▶ _Excerpt provided_:
○ ○ ○

Bronte Parsonage director Andrew McCarthy is concerned for future of Red House Museum Bronte Parsonage director Andrew McCarthy is concerned for future of Red House Museum

The director of the Bronte Parsonage in Haworth has condemned proposals to close a popular museum with strong connections to the famous literary family.

The future of Red House Museum, Gomersal, will be discussed at Kirklees Council’s Cabinet meeting on February 7 as part of budget talks.

But parsonage director Andrew McCarthy said: “We appreciate the challenges faced by local authorities in terms of balancing the budgets at the moment but it does seem a pretty drastic step that can be made in haste and repented at leisure.”

The Edwardian mansion belonged to mill-owner Joshua Taylor whose novelist daughter, Mary, was a close friend of Charlotte Bronte.

It is said ‘Briarmains’ – the house Charlotte wrote about in her second novel, Shirley – was based on Red House and some of the characters were thought to have been inspired by the Taylor family.

Mr McCarthy said: “The Taylor family as merchants, bankers and mill-owners did a huge amount to shape that part of the West Riding and they are a great part of the heritage of the area and there is this very strong link with the Brontes, particularly Charlotte.

“She stayed there on many occasions in the 1830s as a guest of her close friends Mary and Martha Taylor.

“There are very few buildings which combine Bronte history and Bronte fiction in the way Red House does. It would be a huge loss.”

○ ○ ○

▶ _Raw records_:
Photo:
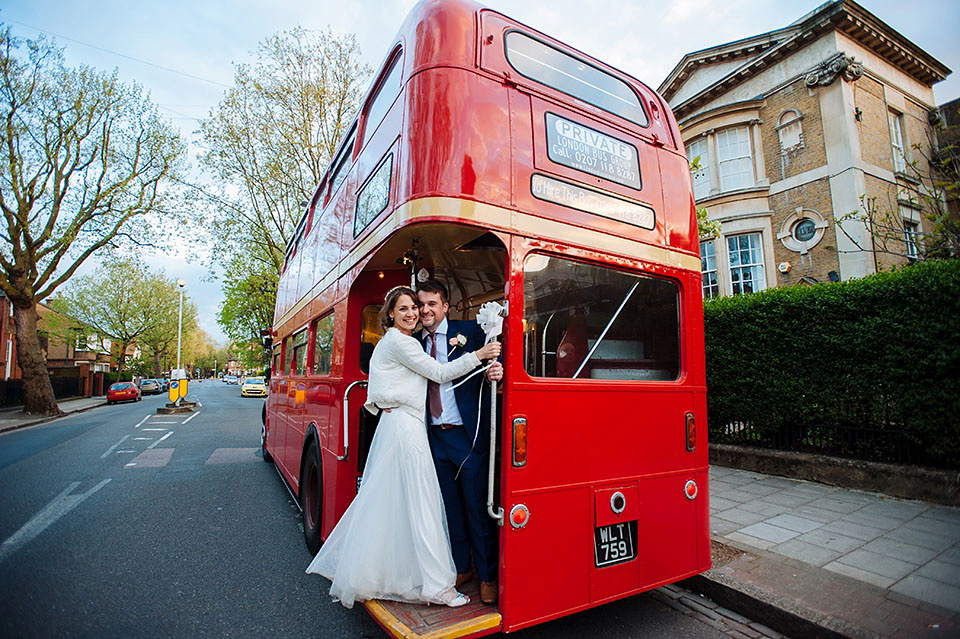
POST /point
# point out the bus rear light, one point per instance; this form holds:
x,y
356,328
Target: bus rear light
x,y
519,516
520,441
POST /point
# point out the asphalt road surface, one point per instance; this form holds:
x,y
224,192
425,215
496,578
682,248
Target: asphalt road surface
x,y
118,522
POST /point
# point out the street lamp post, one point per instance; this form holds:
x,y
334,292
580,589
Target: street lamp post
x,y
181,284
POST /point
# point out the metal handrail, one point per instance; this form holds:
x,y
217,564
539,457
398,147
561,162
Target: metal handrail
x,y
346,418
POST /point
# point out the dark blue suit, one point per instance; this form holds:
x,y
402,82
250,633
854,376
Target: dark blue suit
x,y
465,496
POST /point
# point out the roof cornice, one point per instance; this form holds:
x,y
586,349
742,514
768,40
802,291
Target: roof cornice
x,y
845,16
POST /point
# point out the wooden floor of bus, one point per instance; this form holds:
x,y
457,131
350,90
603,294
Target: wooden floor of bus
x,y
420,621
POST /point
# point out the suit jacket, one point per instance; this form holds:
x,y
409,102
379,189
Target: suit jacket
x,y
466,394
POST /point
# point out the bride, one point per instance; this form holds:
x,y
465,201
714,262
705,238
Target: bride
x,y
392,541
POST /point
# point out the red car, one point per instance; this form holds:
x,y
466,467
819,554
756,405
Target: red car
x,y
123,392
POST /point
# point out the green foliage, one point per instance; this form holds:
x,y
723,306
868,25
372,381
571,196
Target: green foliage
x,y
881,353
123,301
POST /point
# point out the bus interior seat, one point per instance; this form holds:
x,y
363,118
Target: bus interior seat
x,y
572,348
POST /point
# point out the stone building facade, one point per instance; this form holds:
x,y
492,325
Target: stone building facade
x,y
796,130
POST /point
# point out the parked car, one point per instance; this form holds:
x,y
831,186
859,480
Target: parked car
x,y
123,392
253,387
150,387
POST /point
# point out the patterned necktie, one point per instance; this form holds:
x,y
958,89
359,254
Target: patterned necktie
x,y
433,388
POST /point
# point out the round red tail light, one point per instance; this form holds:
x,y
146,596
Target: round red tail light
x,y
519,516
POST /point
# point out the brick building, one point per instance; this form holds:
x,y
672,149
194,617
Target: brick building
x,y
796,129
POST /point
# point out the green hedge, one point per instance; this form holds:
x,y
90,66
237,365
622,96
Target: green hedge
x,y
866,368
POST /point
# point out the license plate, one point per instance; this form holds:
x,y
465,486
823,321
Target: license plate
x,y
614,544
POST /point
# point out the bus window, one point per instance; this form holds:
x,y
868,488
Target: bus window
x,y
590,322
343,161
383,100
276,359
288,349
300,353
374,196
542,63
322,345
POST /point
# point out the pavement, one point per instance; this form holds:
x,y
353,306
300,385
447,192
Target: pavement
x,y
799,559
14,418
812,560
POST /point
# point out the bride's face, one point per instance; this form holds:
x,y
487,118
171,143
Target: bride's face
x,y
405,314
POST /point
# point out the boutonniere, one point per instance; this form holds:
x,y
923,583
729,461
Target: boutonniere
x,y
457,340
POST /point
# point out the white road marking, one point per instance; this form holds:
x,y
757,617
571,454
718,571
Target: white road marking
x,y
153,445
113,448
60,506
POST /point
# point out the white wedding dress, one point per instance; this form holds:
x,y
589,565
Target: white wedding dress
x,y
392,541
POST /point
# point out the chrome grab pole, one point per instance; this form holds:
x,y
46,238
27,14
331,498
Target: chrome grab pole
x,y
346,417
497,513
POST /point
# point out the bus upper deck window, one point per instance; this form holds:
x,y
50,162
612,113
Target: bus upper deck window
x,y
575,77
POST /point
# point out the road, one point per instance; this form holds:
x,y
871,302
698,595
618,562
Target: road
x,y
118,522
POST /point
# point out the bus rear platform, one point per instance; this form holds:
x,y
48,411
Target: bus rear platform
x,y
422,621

○ ○ ○

▶ _Aim_:
Please copy the passage from the article about Red House Museum word for word, starting at "But parsonage director" and ending at "Brontes, particularly Charlotte.".

▶ _Output for this exercise_:
But parsonage director Andrew McCarthy said: “We appreciate the challenges faced by local authorities in terms of balancing the budgets at the moment but it does seem a pretty drastic step that can be made in haste and repented at leisure.”

The Edwardian mansion belonged to mill-owner Joshua Taylor whose novelist daughter, Mary, was a close friend of Charlotte Bronte.

It is said ‘Briarmains’ – the house Charlotte wrote about in her second novel, Shirley – was based on Red House and some of the characters were thought to have been inspired by the Taylor family.

Mr McCarthy said: “The Taylor family as merchants, bankers and mill-owners did a huge amount to shape that part of the West Riding and they are a great part of the heritage of the area and there is this very strong link with the Brontes, particularly Charlotte.